> _DIRECTIVE_: Rewrite the lines below, changing every "distant skier" to "far-off skier" and keeping everything else the same. Leave out the pictures.

> _INPUT ROWS_:
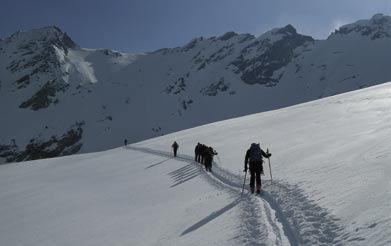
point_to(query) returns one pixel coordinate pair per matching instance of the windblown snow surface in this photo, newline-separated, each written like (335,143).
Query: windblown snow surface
(331,186)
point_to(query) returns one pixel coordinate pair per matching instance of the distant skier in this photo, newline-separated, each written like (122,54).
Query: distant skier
(175,147)
(197,152)
(254,159)
(209,153)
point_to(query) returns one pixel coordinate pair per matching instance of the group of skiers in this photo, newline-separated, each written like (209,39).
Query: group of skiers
(204,155)
(253,161)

> _THE RESULT_:
point_to(query) returns one pixel coordinate pair per matching instance of the windblown snow surface in this photo, newline-separated, each written like (335,143).
Query: windblown snow surface
(331,186)
point_to(query) returns one pixel coordinate pair per matching instance of the far-off skier in this photo, newline-separated, each written like (122,54).
Query: far-off skier
(175,147)
(197,152)
(254,159)
(209,153)
point_to(query) returns one pixel coordinate pair per matching instance of the group of skiers in this photo, newline-separated, each written like (209,39).
Query: group of skiers
(204,155)
(253,161)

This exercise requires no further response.